YOUR TASK: Beginning at the line containing "door and give integer pixel coordinates.", print every line until the records end, keeping each exactly as it is.

Extracted records:

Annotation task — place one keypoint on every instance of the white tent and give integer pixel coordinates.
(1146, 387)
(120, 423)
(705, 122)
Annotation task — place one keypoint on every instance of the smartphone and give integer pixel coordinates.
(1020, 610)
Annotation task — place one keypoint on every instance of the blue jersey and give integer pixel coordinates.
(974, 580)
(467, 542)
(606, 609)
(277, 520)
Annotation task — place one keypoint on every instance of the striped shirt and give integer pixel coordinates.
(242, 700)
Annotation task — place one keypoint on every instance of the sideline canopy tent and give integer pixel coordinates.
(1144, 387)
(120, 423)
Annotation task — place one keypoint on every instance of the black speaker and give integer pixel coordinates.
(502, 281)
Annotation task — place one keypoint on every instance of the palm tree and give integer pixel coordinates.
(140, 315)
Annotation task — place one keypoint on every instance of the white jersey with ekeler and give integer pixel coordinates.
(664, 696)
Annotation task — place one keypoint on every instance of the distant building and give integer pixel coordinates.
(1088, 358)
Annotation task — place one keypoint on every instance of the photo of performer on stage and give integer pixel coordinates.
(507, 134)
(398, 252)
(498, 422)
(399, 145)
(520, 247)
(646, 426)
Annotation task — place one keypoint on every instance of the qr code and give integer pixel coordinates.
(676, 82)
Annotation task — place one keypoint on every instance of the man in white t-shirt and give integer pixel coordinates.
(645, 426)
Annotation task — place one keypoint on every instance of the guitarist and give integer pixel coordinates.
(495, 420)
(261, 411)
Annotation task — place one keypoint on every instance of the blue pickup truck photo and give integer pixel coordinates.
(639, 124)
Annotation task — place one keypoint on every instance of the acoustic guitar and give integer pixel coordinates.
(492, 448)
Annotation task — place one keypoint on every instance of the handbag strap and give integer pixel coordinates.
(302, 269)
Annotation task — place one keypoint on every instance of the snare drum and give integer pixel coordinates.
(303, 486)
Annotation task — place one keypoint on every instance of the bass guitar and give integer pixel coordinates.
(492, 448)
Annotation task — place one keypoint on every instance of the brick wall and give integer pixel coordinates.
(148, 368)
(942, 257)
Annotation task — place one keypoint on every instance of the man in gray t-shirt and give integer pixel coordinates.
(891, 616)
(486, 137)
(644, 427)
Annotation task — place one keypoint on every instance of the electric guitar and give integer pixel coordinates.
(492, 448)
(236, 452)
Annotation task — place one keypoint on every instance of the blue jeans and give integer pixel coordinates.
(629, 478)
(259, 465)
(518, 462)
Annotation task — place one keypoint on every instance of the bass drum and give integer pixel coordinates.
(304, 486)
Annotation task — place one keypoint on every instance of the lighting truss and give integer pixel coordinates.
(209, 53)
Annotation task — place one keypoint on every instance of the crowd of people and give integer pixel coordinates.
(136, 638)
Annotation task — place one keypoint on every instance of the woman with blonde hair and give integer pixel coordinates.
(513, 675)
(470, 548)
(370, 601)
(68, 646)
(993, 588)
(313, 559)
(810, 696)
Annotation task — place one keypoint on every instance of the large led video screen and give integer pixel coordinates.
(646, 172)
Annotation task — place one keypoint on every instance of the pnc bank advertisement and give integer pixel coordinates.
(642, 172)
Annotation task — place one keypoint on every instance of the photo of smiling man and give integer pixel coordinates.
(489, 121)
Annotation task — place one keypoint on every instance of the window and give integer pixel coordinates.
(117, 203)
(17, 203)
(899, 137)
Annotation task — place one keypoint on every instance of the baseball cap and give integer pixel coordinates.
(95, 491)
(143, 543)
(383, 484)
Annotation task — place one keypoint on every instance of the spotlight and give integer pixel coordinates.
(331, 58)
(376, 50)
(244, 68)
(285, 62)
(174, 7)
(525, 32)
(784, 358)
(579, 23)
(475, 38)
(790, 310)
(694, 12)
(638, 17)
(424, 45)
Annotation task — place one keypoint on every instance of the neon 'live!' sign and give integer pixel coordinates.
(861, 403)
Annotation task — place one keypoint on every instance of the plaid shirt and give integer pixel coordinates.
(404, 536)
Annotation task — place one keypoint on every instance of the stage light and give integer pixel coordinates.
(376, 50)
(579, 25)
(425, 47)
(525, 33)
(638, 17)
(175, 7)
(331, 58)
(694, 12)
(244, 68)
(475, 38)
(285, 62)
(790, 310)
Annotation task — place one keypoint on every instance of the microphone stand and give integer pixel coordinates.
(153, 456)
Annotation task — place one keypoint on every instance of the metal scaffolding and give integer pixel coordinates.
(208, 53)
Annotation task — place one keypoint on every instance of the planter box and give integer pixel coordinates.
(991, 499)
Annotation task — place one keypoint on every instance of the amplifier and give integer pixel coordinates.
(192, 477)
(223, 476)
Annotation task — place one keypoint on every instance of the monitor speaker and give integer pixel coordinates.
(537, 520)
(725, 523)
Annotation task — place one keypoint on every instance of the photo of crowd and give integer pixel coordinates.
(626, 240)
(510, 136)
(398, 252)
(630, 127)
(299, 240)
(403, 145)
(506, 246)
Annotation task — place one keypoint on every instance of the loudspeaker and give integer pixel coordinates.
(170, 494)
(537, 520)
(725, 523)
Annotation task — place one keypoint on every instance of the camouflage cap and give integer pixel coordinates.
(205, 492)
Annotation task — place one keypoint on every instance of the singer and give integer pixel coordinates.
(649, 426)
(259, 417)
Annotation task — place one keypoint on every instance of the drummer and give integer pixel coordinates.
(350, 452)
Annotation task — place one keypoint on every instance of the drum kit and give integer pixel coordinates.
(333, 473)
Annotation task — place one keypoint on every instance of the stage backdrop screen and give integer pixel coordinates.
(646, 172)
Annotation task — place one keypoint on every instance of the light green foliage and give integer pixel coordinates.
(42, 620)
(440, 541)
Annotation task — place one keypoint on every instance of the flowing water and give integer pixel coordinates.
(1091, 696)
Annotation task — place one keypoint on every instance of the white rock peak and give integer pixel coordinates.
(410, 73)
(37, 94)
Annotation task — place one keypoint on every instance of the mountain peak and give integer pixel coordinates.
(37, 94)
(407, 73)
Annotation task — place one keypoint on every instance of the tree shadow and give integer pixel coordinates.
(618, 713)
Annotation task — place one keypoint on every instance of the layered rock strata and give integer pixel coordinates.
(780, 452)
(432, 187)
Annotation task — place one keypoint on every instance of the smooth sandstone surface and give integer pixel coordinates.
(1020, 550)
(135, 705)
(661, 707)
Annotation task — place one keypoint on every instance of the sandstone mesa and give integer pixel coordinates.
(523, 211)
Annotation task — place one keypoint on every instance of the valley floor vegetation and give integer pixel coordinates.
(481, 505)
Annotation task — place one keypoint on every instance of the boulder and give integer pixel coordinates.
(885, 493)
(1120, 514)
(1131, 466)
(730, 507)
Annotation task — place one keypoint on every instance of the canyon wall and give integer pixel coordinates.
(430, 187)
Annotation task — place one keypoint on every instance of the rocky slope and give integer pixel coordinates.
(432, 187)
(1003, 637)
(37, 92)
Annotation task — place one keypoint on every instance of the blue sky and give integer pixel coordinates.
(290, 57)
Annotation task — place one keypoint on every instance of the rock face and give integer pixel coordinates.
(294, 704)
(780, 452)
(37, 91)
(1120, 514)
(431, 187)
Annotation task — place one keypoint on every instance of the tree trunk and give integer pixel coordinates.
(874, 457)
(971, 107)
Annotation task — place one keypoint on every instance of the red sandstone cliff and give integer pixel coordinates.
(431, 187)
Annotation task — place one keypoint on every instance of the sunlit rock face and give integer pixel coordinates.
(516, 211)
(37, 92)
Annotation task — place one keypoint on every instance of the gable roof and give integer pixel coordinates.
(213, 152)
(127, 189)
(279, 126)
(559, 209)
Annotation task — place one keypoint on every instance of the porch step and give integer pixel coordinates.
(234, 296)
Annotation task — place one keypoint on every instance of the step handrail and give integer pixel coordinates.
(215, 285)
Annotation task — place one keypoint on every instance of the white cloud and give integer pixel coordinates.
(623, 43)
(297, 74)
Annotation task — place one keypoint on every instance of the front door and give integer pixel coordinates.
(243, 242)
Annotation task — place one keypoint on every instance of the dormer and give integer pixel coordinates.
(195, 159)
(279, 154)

OUTPUT FOR THIS EXERCISE:
Annotation task — place one keypoint on every instance of the front door and give integer pixel coordinates.
(243, 242)
Annotation task — place one keypoint on every instance of the dormer and give integer pixel coordinates.
(195, 159)
(279, 154)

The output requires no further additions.